Задания »
(a) Выведите без изменений фрагмент текста о Бердслее, который начинается словами, содержащими «Мэттью Стерджис - Обри», и заканчивается словами «в современной одежде.».
(b) От сюжетов на основе какой литературы, согласно тексту о Бердслее, отошел художник?

-------- Исходный текст

Мэттью Стерджис - Обри Бердслей
За новизной техники последовала новизна композиции. Бердслей стал делить плоскость выверенными линиями, чтобы получалось не традиционное обрамление рисунка, как это было раньше, а был достигнут неожиданный асимметричный пространственный эффект. Несмотря на строгость исполнения, его сюжеты были фантастическими по замыслу. Он отошел от сюжетов на основе эпической литературы, характерных для Морриса и Берн-Джонса, и теперь создавал новый мир собственных фантазий. Случайные открытия предыдущего года нашли воплощение в этих, как говорили современники, безумных и немного непристойных композициях, населенных странными существами в костюмах Пьеро или даже в современной одежде.
Эти рисунки стали большим шагом вперед. У Обри появилось осознанное желание выйти за рамки условностей и по возможности создать что-нибудь такое, чего не делал ни один другой художник. Все получалось словно само собой, без напряжения. Соло впервые зазвучало громче, чем музыка целого оркестра живописцев, оказавших влияние на его творчество. Бердслей взял элементы японской композиции и превратил их в нечто совершенно новое как по форме, так и по содержанию – и то и другое нужно признать удивительным. Обри был опьянен этим, и рисунки буквально вылетали из-под его пера.

----------------
-------- Предоставленные данные

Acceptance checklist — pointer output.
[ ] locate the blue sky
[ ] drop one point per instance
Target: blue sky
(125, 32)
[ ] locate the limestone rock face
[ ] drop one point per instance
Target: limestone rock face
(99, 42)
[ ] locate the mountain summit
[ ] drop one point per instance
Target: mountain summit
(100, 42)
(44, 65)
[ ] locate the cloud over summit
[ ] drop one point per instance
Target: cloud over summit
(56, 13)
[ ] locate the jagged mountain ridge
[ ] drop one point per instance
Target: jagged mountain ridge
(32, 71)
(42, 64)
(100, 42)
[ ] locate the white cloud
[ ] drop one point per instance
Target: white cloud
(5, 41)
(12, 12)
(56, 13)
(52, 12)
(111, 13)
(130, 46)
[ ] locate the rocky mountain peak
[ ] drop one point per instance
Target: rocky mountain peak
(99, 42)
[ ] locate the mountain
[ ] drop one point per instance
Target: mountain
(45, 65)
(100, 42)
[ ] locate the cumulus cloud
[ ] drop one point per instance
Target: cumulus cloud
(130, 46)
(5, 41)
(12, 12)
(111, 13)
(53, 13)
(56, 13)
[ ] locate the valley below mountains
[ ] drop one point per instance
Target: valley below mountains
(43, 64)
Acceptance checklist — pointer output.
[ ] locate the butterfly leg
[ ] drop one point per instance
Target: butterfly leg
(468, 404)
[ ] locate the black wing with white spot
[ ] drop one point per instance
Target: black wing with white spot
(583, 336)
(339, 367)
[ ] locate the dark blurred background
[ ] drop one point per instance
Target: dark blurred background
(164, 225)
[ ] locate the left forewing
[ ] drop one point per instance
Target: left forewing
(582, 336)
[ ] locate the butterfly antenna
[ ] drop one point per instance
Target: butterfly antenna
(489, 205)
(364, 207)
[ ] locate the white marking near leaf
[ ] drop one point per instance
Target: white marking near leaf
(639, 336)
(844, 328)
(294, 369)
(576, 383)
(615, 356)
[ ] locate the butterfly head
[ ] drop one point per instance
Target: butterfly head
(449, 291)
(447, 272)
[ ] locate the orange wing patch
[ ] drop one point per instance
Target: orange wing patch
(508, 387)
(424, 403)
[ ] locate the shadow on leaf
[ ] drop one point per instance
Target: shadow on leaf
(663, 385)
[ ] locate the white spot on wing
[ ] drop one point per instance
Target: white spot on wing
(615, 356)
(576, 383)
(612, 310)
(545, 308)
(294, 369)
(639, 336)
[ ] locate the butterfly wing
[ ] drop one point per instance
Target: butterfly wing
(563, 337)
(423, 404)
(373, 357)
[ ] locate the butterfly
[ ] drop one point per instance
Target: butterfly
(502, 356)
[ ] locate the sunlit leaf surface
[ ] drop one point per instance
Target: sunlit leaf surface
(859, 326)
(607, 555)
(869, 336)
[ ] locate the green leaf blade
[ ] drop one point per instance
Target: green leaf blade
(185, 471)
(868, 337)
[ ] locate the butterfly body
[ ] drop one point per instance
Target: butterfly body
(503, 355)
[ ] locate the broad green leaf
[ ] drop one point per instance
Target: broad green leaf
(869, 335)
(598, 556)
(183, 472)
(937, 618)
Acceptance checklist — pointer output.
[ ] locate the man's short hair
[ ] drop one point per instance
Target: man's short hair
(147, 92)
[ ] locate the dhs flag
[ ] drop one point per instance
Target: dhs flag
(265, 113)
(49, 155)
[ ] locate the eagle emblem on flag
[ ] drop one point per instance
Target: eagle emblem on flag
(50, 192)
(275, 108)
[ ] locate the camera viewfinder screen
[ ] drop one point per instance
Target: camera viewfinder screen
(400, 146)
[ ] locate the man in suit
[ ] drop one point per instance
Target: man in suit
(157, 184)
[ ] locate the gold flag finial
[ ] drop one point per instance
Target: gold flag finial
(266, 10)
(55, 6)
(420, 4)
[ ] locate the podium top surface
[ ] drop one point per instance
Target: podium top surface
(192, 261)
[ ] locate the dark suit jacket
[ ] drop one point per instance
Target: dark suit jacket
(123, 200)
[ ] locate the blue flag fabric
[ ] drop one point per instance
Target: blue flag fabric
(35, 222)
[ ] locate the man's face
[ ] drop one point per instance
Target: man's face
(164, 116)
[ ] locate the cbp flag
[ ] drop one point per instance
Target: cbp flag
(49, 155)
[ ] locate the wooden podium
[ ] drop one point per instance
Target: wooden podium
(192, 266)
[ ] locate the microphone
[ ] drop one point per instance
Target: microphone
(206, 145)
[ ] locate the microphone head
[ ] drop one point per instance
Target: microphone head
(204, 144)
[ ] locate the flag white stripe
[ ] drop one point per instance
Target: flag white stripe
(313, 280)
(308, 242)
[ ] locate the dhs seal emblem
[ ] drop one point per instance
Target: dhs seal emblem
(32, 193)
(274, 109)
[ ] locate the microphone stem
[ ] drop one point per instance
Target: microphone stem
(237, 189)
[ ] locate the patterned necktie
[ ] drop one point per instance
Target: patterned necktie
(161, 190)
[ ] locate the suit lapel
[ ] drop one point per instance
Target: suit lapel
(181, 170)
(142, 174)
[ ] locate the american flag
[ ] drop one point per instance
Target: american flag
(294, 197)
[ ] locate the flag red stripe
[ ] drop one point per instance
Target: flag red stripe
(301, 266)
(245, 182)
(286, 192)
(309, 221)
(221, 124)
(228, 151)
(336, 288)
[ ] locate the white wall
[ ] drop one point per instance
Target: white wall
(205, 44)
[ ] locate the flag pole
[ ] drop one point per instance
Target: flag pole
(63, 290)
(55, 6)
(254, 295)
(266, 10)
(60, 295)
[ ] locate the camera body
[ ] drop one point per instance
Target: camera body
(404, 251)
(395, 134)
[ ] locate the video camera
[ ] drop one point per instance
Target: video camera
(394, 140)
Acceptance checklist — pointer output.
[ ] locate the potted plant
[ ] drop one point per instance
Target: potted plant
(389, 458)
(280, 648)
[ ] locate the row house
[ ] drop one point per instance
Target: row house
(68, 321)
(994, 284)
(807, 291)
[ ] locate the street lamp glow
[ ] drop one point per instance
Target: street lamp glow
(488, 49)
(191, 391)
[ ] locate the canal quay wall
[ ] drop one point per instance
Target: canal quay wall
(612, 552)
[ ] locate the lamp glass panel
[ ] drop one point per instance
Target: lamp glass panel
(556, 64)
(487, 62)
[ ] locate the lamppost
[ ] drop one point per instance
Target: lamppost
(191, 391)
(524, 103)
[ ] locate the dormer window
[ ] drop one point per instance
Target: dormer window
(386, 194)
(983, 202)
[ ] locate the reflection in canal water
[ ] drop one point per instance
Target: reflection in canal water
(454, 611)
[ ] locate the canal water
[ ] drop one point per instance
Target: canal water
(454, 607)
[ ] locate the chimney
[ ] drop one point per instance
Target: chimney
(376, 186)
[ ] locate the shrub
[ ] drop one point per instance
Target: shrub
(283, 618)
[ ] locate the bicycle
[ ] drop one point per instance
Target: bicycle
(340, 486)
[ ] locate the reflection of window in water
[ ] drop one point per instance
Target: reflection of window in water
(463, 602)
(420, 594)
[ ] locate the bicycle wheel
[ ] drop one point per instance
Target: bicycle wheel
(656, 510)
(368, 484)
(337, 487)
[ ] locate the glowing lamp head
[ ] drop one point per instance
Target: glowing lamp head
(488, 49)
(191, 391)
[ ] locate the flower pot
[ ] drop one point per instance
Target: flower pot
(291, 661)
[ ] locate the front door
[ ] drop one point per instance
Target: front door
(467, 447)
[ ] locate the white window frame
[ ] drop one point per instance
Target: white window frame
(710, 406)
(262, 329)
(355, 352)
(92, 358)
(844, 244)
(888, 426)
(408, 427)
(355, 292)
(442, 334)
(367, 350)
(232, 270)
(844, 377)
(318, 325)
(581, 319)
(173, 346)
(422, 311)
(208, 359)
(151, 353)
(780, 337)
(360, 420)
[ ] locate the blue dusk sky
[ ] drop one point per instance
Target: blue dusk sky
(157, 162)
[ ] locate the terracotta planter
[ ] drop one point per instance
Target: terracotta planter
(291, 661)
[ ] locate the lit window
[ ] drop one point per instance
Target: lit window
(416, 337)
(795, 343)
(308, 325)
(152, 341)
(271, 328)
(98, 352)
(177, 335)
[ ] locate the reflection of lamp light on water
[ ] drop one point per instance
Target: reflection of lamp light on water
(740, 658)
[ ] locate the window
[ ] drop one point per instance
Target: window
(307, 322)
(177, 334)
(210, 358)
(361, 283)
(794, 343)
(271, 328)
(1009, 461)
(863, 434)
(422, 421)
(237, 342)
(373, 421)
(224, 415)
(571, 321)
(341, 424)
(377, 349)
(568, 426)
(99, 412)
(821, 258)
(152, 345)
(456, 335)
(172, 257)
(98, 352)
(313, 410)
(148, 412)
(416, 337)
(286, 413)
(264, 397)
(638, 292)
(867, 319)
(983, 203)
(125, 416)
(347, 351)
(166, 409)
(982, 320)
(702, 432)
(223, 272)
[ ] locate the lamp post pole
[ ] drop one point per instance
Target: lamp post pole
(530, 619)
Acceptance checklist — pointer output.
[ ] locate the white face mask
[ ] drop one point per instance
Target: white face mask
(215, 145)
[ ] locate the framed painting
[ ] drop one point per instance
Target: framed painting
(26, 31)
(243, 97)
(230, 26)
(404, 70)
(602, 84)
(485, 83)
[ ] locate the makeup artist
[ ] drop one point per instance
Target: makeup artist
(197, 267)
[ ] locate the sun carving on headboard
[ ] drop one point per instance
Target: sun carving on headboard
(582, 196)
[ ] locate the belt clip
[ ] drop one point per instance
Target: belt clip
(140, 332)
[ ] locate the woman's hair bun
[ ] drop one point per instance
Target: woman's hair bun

----------------

Ответы »
(a)
Мэттью Стерджис - Обри Бердслей
За новизной техники последовала новизна композиции. Бердслей стал делить плоскость выверенными линиями, чтобы получалось не традиционное обрамление рисунка, как это было раньше, а был достигнут неожиданный асимметричный пространственный эффект. Несмотря на строгость исполнения, его сюжеты были фантастическими по замыслу. Он отошел от сюжетов на основе эпической литературы, характерных для Морриса и Берн-Джонса, и теперь создавал новый мир собственных фантазий. Случайные открытия предыдущего года нашли воплощение в этих, как говорили современники, безумных и немного непристойных композициях, населенных странными существами в костюмах Пьеро или даже в современной одежде.

(b) От сюжетов на основе эпической литературы, характерных для Морриса и Берн-Джонса.